Put every line of the listing below into a Markdown table with the columns Row and Text, numbering the rows in order and omitting blank lines.
***** RECORDS SUPPLIED
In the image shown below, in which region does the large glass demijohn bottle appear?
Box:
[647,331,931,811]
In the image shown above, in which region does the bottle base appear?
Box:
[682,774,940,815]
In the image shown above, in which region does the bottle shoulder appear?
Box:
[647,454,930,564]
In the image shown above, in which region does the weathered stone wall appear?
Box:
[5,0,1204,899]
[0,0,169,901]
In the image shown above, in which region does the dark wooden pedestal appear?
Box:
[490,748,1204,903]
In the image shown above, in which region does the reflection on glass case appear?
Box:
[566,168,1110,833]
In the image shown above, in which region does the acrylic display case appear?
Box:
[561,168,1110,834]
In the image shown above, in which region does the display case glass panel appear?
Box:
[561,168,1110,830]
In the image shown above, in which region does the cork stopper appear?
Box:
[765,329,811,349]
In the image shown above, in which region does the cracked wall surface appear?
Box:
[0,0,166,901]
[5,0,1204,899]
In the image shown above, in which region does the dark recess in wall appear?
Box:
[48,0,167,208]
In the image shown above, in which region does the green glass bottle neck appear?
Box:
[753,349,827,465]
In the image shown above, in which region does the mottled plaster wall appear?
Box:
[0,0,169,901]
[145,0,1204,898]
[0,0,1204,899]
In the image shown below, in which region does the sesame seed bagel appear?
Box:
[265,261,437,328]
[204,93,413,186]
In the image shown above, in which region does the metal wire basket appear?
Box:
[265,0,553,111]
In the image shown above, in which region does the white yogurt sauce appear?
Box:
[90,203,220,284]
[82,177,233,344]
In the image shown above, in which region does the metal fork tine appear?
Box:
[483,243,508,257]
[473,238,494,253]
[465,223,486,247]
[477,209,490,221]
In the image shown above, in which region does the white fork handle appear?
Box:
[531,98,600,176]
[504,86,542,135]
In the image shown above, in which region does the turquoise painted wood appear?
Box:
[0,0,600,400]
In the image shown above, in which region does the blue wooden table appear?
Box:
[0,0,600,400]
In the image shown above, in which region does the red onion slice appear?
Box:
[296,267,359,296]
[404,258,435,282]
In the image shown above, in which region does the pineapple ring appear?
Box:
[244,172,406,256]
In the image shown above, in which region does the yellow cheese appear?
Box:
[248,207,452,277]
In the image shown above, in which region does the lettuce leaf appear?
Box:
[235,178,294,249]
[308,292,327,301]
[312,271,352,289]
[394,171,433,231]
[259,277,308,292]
**********
[RESPONSE TO THE TASK]
| Row | Text |
|---|---|
| 1 | In the image shown below, in which region does the large glass demijohn bottle appear? |
| 2 | Box: |
| 3 | [647,331,931,811] |
| 4 | In the image shown above, in which region does the bottle base appear? |
| 5 | Box: |
| 6 | [682,774,940,815] |
| 7 | In the image shown above, in which region does the bottle shoulder appear? |
| 8 | Box: |
| 9 | [647,454,930,564] |
| 10 | In the image shown above, in which region does the weathered stone wall appear? |
| 11 | Box: |
| 12 | [5,0,1204,899] |
| 13 | [0,0,169,901] |
| 14 | In the image shown above, in which region does the dark wooden pedestal appear? |
| 15 | Box: |
| 16 | [490,748,1204,903] |
| 17 | In the image shown above, in which region does the reflection on glass case appear? |
| 18 | Box: |
| 19 | [566,168,1110,833] |
| 20 | In the image shown above, in which region does the acrylic display case appear? |
| 21 | Box: |
| 22 | [561,168,1110,834] |
| 23 | In the image shown above, in which region does the display case glass panel appear? |
| 24 | Box: |
| 25 | [561,168,1110,830] |
| 26 | In the image shown above, in which region does the cork stopper appear? |
| 27 | Box: |
| 28 | [765,329,811,349] |
| 29 | In the image shown above, in which region does the cracked wall surface appear? |
| 30 | Box: |
| 31 | [0,0,166,901] |
| 32 | [5,0,1204,899] |
| 33 | In the image shown above, in which region does the dark recess in wall appear? |
| 34 | Box: |
| 35 | [48,0,167,208] |
| 36 | In the image shown above, in which region does the green glass bottle neck appear? |
| 37 | Box: |
| 38 | [753,349,827,465] |
| 39 | In the image shown above, in which region does the mottled plaster wall appear? |
| 40 | Box: |
| 41 | [0,0,169,901] |
| 42 | [145,0,1204,898] |
| 43 | [0,0,1204,899] |
| 44 | In the image shown below, in which region does the sesame seed bagel appear? |
| 45 | Box: |
| 46 | [265,261,437,328] |
| 47 | [204,93,413,186] |
| 48 | In the image shown above, in which region does the metal wire basket appear? |
| 49 | Box: |
| 50 | [265,0,553,111] |
| 51 | In the image shown above, in which region does the white yogurt sauce appear? |
| 52 | Box: |
| 53 | [90,203,220,284] |
| 54 | [82,177,233,344] |
| 55 | In the image shown above, in which region does the metal fork tine appear? |
| 56 | Box: |
| 57 | [483,243,508,257] |
| 58 | [473,238,494,253] |
| 59 | [465,223,486,247] |
| 60 | [477,209,490,221] |
| 61 | In the image shown above, in which region does the white fork handle appear? |
| 62 | Box: |
| 63 | [531,98,600,176] |
| 64 | [504,86,542,135] |
| 65 | In the image shown above, in which region does the turquoise painted wood appear? |
| 66 | Box: |
| 67 | [0,0,600,400] |
| 68 | In the image shown above, in which region does the blue wooden table appear? |
| 69 | Box: |
| 70 | [0,0,600,400] |
| 71 | In the image shown above, in which region does the red onion slice appear? |
| 72 | Box: |
| 73 | [296,267,359,296] |
| 74 | [404,258,435,282] |
| 75 | In the image shown above, in which region does the pineapple ring appear? |
| 76 | Box: |
| 77 | [244,172,406,256] |
| 78 | In the image shown above, in which region does the yellow cheese appear? |
| 79 | Box: |
| 80 | [248,207,452,277] |
| 81 | In the image shown above, in which region does the lettuce leaf appear? |
| 82 | Box: |
| 83 | [235,178,294,249] |
| 84 | [308,292,327,301] |
| 85 | [312,271,352,289] |
| 86 | [394,171,433,231] |
| 87 | [259,277,308,292] |